### [Stated problem]
Tally the lines in the records that contain the word "life" and give only the count.

### [Dataset rows]
————————
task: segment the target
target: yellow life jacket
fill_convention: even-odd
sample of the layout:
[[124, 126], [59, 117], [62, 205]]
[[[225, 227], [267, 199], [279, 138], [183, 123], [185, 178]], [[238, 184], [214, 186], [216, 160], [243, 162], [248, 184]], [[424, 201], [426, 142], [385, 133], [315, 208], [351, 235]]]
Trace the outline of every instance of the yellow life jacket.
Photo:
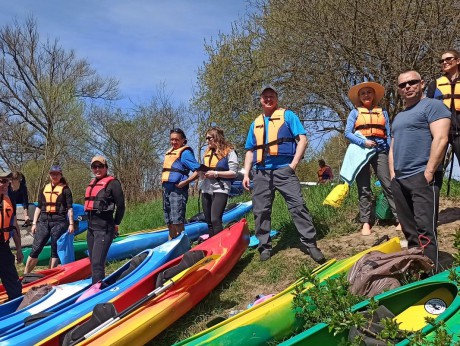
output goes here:
[[53, 186], [51, 183], [46, 184], [43, 189], [43, 195], [45, 196], [45, 205], [42, 207], [42, 211], [46, 213], [58, 213], [61, 210], [62, 201], [58, 201], [60, 195], [62, 195], [62, 190], [66, 187], [66, 184], [59, 183], [56, 186]]
[[0, 243], [6, 243], [10, 239], [14, 208], [8, 196], [1, 195], [0, 198]]
[[265, 130], [265, 116], [259, 115], [254, 120], [254, 163], [263, 163], [265, 155], [295, 155], [296, 141], [284, 118], [286, 110], [279, 108], [270, 117]]
[[455, 110], [460, 111], [460, 80], [451, 83], [449, 78], [442, 76], [436, 79], [436, 89], [435, 98], [444, 102], [449, 109], [452, 109], [454, 101]]
[[192, 151], [189, 146], [184, 145], [178, 149], [171, 148], [165, 154], [165, 159], [163, 161], [163, 171], [161, 173], [161, 181], [163, 183], [178, 183], [184, 176], [188, 175], [188, 168], [185, 167], [180, 161], [180, 157], [185, 150]]
[[361, 132], [366, 137], [387, 138], [386, 121], [383, 109], [376, 107], [372, 110], [358, 107], [358, 117], [355, 122], [355, 131]]

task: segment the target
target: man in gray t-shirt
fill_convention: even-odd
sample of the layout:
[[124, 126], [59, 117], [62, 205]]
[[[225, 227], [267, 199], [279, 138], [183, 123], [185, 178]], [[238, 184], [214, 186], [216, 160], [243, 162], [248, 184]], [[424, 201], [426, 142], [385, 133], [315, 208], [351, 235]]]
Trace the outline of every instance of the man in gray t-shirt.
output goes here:
[[437, 271], [436, 224], [450, 112], [441, 101], [425, 98], [424, 87], [425, 81], [416, 71], [398, 77], [405, 108], [393, 120], [389, 165], [391, 189], [408, 247], [422, 247]]

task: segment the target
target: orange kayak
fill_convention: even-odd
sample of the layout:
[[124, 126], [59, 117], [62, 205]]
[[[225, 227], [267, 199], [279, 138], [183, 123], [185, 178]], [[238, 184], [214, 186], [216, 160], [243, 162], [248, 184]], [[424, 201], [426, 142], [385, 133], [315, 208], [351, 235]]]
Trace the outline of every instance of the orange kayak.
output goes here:
[[[210, 293], [232, 270], [249, 244], [249, 230], [245, 219], [224, 229], [214, 237], [195, 246], [192, 251], [203, 251], [207, 261], [197, 268], [189, 268], [176, 277], [174, 284], [163, 293], [136, 307], [107, 328], [81, 341], [79, 345], [140, 345], [152, 340], [177, 319], [187, 313]], [[155, 290], [157, 277], [166, 269], [181, 263], [180, 256], [121, 292], [110, 302], [118, 313], [126, 311]], [[190, 270], [192, 269], [192, 270]], [[175, 278], [176, 278], [175, 277]], [[173, 279], [172, 279], [173, 280]], [[170, 280], [170, 281], [172, 281]], [[88, 314], [50, 337], [39, 345], [59, 345], [70, 329], [87, 322]]]
[[[79, 261], [64, 264], [62, 266], [57, 266], [52, 269], [40, 270], [35, 273], [31, 273], [29, 277], [21, 277], [20, 280], [22, 283], [22, 293], [26, 293], [32, 287], [41, 286], [41, 285], [58, 285], [65, 284], [68, 282], [74, 282], [81, 279], [86, 279], [91, 275], [91, 265], [89, 258], [83, 258]], [[28, 279], [33, 277], [32, 282], [29, 282]], [[25, 283], [27, 281], [27, 283]], [[5, 287], [0, 285], [0, 303], [4, 303], [8, 299], [8, 296], [5, 291]]]

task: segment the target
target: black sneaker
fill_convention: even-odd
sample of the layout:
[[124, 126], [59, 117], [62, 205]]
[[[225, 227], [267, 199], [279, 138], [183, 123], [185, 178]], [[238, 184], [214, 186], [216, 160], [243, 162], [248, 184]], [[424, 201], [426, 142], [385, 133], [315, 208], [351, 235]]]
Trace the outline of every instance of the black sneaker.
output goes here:
[[326, 262], [323, 253], [317, 247], [307, 247], [307, 253], [310, 257], [318, 264], [323, 264]]
[[265, 251], [262, 251], [262, 252], [260, 253], [259, 259], [260, 259], [261, 262], [264, 262], [264, 261], [269, 260], [270, 257], [271, 257], [270, 251], [265, 250]]

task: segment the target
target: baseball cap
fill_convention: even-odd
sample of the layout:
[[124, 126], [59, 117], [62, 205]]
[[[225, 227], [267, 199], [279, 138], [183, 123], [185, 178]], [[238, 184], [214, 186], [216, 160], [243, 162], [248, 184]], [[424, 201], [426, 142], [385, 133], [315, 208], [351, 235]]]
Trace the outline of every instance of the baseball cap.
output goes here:
[[96, 155], [94, 156], [92, 159], [91, 159], [91, 164], [93, 164], [94, 162], [100, 162], [102, 163], [103, 165], [106, 165], [107, 166], [107, 160], [105, 159], [104, 156], [101, 156], [101, 155]]
[[61, 174], [62, 174], [62, 168], [61, 168], [61, 166], [59, 166], [59, 165], [54, 165], [54, 166], [51, 166], [49, 172], [50, 172], [50, 173], [52, 173], [52, 172], [57, 172], [57, 173], [61, 173]]
[[11, 173], [10, 170], [0, 168], [0, 179], [2, 179], [2, 178], [10, 178], [12, 175], [13, 175], [13, 173]]

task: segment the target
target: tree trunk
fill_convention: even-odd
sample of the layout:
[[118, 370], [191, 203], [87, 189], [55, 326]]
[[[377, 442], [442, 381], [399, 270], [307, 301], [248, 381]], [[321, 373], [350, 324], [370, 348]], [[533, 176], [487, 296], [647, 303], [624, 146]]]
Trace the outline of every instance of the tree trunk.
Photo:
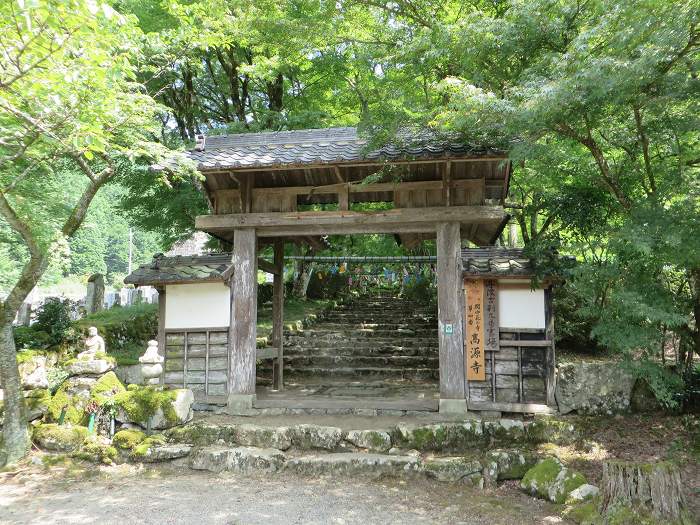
————————
### [Full solution]
2